Problem requirements: How many lines in the rows below contain the string "bare"? Case counts; reply with the number only.

━━━━━ Given data

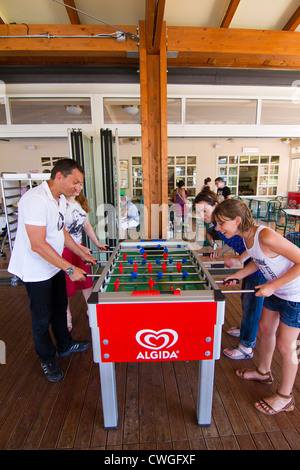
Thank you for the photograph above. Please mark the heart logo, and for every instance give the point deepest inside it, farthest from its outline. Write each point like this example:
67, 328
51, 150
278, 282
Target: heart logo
157, 339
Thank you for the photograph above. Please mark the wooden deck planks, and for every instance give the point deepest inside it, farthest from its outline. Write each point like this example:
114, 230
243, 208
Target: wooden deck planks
157, 401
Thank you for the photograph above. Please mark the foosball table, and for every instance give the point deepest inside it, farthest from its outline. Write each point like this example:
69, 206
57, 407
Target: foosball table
155, 301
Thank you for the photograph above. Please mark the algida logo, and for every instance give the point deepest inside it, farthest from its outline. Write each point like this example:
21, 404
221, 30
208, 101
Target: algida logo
159, 342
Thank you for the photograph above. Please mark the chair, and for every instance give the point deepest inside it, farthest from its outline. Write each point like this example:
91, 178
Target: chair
293, 237
285, 222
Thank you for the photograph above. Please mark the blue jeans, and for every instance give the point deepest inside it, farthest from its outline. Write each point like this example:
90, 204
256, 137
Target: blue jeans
48, 306
252, 307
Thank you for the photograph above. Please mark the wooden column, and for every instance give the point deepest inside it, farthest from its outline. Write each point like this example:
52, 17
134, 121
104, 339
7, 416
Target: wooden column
153, 89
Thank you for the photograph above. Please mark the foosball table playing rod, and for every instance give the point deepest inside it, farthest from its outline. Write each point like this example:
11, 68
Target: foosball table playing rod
182, 282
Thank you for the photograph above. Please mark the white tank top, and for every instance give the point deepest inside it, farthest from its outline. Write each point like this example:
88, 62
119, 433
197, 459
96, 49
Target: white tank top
273, 268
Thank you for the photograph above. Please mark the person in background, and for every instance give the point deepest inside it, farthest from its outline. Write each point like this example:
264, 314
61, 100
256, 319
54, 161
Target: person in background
207, 185
180, 200
129, 215
279, 260
206, 204
36, 259
77, 221
223, 192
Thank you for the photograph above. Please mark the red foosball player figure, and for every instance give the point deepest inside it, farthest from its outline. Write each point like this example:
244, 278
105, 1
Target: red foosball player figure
151, 283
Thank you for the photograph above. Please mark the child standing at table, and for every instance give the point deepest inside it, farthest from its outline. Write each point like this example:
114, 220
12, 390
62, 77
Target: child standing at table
205, 203
279, 260
75, 222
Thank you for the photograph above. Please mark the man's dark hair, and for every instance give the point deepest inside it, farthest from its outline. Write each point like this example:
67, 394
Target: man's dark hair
65, 166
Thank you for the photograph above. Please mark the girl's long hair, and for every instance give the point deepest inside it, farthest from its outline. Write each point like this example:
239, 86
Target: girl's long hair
232, 208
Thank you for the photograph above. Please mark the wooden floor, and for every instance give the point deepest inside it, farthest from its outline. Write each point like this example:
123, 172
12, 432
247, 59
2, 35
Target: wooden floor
157, 401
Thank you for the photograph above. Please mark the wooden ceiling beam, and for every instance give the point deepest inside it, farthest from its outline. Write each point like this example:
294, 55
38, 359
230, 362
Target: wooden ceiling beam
230, 13
72, 14
219, 43
63, 40
154, 23
293, 22
191, 46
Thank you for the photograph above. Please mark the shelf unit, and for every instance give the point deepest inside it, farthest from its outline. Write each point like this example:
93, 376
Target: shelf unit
12, 186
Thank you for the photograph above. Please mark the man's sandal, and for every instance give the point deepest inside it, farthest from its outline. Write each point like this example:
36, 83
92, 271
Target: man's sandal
267, 380
267, 409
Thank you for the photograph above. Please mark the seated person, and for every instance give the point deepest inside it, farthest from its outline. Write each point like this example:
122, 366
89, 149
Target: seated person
129, 215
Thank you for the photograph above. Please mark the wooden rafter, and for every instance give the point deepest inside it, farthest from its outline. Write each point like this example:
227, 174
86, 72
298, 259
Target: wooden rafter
252, 47
293, 22
154, 23
73, 14
194, 47
230, 13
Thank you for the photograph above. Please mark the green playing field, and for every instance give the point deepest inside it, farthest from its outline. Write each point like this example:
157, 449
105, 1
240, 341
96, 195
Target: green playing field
135, 274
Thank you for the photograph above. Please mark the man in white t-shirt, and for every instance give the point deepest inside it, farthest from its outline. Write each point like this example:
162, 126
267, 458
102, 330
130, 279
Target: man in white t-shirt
36, 259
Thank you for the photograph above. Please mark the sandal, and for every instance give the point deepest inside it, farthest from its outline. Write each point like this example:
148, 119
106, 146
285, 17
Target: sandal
267, 409
230, 332
268, 376
243, 354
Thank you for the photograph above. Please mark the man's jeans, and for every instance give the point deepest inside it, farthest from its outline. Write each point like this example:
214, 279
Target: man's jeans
48, 306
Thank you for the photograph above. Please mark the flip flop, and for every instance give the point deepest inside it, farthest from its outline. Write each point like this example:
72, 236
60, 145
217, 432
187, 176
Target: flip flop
243, 354
269, 377
236, 335
267, 409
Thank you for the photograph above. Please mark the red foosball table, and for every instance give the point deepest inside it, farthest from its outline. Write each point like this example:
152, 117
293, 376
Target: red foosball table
136, 315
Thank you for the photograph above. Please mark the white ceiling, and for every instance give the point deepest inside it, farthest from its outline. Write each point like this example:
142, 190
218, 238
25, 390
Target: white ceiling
250, 14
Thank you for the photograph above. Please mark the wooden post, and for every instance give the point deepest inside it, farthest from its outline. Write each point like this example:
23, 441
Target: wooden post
153, 89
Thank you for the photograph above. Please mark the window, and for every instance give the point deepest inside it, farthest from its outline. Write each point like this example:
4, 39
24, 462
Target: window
182, 168
50, 110
137, 177
280, 112
250, 175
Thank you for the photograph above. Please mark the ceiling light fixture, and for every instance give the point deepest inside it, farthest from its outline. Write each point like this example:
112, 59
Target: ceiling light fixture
74, 109
133, 140
131, 109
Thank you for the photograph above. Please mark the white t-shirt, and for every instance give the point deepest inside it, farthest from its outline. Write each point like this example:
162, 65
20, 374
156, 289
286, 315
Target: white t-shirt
75, 218
273, 268
37, 207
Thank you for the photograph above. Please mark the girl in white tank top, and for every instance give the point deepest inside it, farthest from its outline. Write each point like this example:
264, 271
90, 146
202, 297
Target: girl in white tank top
279, 260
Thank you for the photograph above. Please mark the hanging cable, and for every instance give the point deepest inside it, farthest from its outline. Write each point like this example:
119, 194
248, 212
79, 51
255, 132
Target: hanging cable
127, 33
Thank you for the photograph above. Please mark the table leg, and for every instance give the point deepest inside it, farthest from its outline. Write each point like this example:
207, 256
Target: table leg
109, 394
205, 392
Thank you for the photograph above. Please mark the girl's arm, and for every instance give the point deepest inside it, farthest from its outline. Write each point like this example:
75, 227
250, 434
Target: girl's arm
273, 244
250, 268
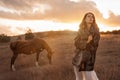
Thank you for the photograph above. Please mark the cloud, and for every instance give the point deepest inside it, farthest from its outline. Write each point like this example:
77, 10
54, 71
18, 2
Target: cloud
59, 10
4, 29
9, 30
113, 20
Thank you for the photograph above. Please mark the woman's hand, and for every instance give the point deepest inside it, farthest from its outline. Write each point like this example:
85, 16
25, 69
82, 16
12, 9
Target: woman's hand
89, 38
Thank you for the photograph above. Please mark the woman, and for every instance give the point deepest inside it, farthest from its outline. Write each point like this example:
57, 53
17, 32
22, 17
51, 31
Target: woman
86, 43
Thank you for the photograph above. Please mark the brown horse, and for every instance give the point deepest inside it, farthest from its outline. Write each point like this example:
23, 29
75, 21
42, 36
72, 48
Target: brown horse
35, 45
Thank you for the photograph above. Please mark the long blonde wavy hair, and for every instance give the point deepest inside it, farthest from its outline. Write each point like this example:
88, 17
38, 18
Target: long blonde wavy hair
83, 24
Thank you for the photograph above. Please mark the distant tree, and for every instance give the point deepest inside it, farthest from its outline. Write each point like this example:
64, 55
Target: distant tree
4, 38
29, 35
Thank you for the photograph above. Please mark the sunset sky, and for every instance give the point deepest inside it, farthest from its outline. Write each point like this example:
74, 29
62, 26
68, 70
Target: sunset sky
16, 16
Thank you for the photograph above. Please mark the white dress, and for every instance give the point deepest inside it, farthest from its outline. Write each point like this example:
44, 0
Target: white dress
85, 75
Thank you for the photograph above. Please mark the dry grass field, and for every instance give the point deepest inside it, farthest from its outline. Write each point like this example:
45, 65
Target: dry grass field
107, 64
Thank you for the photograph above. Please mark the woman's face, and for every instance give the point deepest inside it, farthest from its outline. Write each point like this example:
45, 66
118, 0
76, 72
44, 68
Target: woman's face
89, 18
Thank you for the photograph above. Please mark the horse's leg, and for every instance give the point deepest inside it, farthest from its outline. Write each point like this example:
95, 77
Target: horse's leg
37, 58
49, 57
13, 61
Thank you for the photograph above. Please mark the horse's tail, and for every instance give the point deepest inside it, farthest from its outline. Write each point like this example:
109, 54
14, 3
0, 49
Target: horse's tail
13, 46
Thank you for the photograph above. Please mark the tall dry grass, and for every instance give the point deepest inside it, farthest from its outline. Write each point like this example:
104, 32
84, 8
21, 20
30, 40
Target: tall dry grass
107, 65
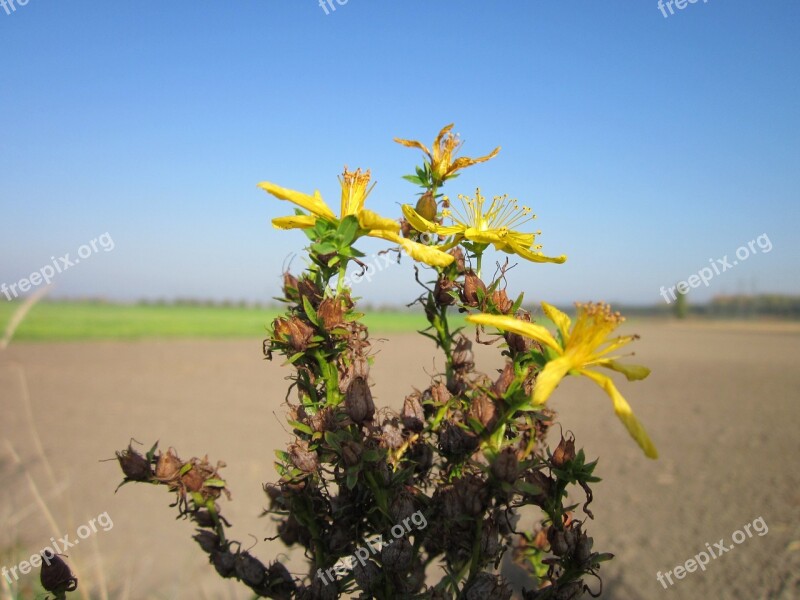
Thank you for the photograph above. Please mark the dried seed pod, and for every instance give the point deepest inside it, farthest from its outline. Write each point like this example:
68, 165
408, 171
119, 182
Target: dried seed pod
463, 358
208, 540
308, 289
303, 458
442, 289
168, 466
279, 581
506, 466
368, 576
331, 313
224, 562
55, 575
351, 453
391, 436
486, 586
358, 401
294, 332
501, 301
250, 570
519, 344
506, 378
454, 441
135, 466
413, 416
396, 556
472, 283
484, 410
564, 452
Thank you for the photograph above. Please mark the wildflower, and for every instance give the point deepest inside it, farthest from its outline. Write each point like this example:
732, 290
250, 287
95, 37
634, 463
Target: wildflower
355, 189
581, 346
442, 161
493, 225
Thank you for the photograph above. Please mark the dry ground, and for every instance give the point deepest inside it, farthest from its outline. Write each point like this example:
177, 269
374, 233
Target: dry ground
721, 404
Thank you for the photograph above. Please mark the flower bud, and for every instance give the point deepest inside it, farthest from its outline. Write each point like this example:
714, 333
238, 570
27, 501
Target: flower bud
358, 401
426, 206
564, 452
56, 576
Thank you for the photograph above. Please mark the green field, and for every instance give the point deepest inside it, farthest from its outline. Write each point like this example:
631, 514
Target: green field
62, 321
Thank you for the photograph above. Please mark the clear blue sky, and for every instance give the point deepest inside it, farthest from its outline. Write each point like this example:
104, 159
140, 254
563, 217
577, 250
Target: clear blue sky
645, 144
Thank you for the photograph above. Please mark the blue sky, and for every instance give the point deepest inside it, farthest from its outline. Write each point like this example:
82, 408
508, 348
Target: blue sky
646, 145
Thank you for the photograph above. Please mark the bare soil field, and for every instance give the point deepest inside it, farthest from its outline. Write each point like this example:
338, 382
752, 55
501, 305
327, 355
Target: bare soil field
722, 405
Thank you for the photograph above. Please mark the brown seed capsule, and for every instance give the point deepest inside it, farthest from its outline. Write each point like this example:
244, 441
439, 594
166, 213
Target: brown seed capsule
564, 452
168, 466
302, 458
442, 289
426, 206
484, 410
519, 344
501, 301
472, 283
463, 358
308, 289
250, 570
391, 436
506, 466
505, 379
55, 575
351, 453
413, 416
293, 332
331, 313
135, 466
358, 401
397, 555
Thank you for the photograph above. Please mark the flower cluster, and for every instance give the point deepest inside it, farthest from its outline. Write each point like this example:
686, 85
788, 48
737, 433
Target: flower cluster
469, 452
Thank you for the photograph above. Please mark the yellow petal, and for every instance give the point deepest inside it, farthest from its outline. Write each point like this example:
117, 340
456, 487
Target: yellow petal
514, 325
548, 378
417, 221
631, 372
624, 412
295, 222
519, 250
487, 236
430, 255
314, 204
561, 320
370, 220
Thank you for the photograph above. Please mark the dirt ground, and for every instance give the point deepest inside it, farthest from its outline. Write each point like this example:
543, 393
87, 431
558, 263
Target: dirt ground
721, 405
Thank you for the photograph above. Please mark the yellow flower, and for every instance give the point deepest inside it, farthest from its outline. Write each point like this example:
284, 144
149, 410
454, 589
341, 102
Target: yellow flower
441, 159
587, 344
355, 189
494, 225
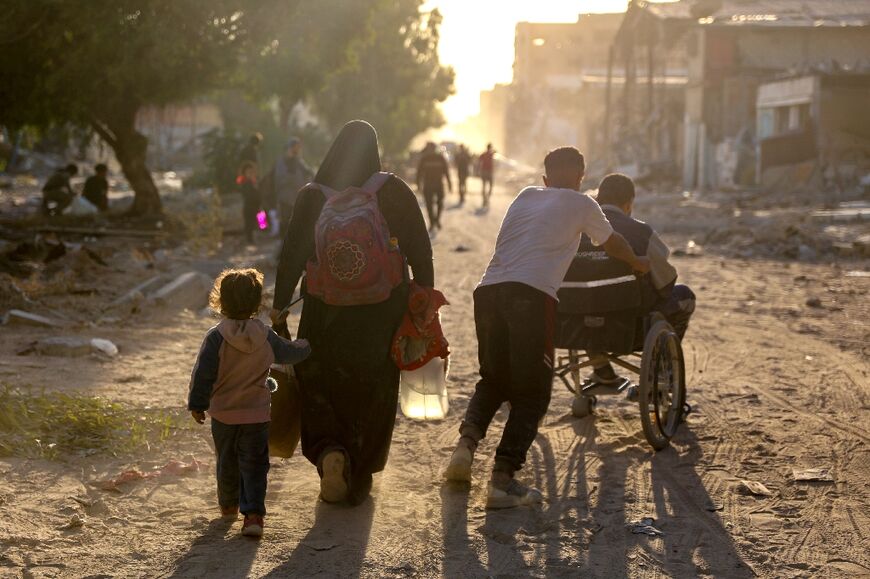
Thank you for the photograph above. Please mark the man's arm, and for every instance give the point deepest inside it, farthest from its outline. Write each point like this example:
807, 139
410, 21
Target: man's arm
616, 246
662, 273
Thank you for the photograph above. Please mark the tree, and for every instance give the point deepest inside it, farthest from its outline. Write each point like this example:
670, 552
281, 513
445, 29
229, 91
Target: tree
394, 78
96, 63
312, 40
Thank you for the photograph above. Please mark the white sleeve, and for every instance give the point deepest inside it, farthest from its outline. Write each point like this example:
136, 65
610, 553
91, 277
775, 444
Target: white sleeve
595, 224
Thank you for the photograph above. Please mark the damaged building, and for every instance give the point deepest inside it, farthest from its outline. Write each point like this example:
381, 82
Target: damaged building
736, 52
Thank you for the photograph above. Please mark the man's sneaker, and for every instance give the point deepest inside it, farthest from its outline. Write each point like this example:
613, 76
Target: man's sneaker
253, 526
333, 484
459, 468
230, 513
515, 495
604, 375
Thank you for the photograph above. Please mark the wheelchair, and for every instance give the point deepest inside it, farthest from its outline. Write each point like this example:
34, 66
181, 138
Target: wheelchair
604, 311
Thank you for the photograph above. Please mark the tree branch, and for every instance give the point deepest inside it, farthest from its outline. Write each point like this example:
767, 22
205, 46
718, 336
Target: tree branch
105, 133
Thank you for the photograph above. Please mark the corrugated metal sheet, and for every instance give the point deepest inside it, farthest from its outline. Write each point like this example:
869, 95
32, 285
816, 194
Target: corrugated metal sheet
764, 12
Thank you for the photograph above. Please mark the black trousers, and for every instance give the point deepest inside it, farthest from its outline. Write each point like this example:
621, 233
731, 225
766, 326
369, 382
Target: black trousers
515, 326
463, 185
249, 219
242, 465
434, 197
678, 308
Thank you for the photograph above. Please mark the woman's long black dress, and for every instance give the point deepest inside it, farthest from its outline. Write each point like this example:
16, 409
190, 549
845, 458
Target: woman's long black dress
350, 384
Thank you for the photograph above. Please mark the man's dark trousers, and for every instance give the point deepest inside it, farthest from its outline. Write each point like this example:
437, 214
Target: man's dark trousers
515, 326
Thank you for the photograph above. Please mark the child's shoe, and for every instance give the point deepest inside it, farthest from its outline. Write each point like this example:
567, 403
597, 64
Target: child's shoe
230, 513
514, 494
253, 526
333, 484
459, 467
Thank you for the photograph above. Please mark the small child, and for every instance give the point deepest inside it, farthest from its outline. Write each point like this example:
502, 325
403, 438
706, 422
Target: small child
229, 381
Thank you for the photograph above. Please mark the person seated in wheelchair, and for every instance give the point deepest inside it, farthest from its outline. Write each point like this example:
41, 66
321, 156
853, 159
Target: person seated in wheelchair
659, 290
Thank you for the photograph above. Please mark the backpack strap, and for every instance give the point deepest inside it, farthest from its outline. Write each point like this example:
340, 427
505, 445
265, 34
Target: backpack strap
375, 182
327, 191
371, 186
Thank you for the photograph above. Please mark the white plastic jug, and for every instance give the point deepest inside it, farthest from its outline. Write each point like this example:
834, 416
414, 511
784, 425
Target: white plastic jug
423, 392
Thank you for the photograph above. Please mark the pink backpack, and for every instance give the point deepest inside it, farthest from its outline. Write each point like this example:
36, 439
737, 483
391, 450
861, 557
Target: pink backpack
356, 262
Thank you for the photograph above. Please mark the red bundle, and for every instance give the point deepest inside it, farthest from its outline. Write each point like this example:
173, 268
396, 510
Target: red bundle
420, 338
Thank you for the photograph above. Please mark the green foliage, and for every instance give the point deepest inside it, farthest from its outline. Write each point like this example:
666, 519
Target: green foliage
394, 78
96, 63
202, 222
309, 40
55, 425
221, 150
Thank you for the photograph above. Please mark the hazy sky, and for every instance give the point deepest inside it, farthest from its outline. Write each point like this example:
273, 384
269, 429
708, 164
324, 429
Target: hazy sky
477, 39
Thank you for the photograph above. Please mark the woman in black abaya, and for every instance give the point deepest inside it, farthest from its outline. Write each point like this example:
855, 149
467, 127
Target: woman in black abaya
349, 386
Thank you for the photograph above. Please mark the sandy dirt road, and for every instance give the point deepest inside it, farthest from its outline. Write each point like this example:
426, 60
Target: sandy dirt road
775, 384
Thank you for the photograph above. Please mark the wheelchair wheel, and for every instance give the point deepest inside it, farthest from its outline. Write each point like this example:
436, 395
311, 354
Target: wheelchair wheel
662, 387
582, 405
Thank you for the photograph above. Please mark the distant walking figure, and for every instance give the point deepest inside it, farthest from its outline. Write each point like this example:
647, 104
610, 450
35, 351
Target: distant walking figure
462, 160
350, 385
431, 173
487, 171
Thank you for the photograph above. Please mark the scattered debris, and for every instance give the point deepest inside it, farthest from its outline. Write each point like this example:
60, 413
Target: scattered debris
104, 347
320, 544
63, 346
692, 249
71, 347
818, 474
645, 527
137, 294
22, 318
172, 468
98, 232
756, 488
12, 296
189, 290
75, 522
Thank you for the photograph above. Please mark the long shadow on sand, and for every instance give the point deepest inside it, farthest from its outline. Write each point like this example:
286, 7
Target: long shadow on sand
335, 546
460, 558
218, 554
695, 541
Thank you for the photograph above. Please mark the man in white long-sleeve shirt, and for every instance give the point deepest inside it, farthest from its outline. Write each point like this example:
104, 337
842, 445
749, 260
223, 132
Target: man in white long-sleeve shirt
514, 313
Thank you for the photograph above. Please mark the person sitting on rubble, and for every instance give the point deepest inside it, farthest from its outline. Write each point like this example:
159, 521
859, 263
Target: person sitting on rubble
57, 193
97, 188
661, 292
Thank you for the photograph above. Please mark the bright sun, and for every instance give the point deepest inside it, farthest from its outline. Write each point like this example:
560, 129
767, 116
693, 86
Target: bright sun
477, 39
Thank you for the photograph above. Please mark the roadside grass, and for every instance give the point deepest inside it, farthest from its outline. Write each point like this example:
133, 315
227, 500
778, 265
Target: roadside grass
56, 425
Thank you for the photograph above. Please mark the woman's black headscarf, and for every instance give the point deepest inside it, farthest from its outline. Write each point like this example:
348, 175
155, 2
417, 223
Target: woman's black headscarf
352, 158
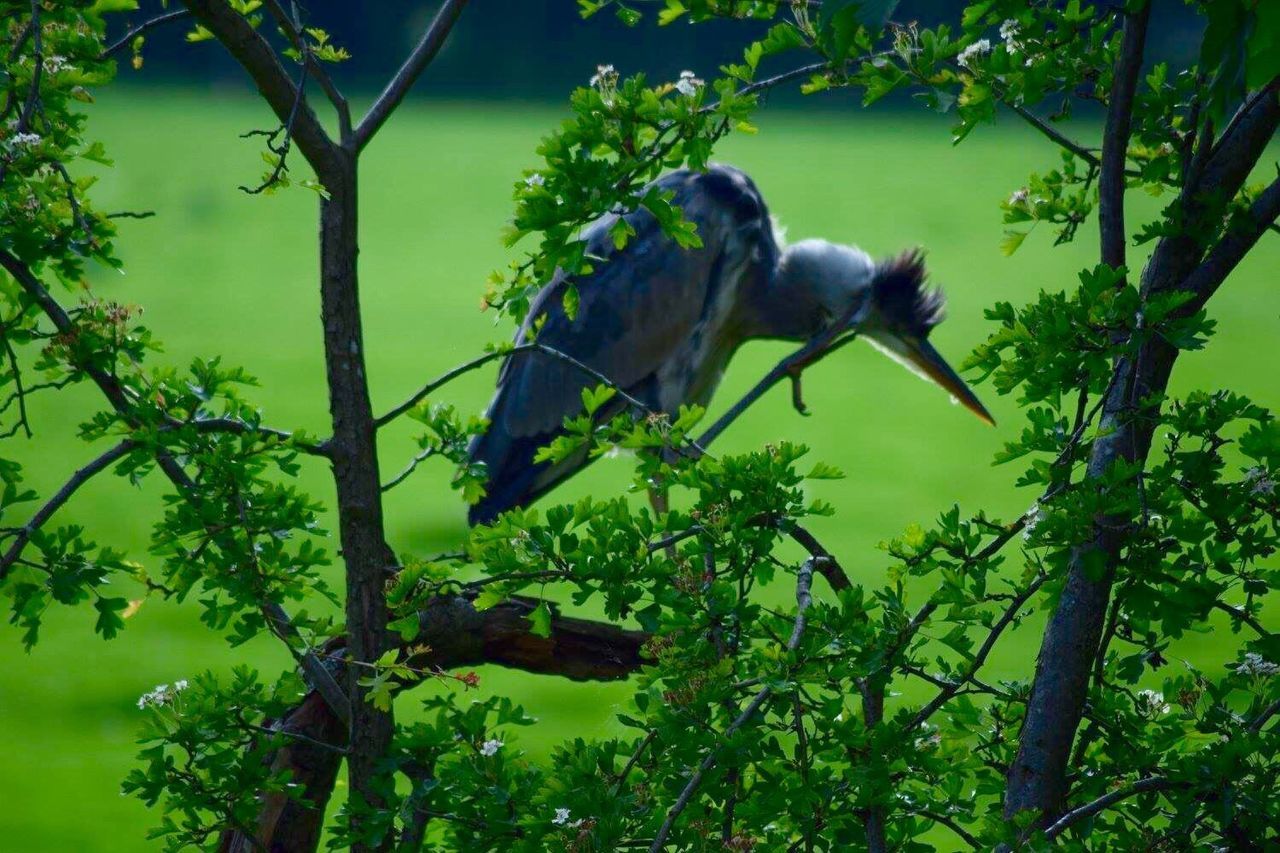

━━━━━━━━━━

Correct output: 2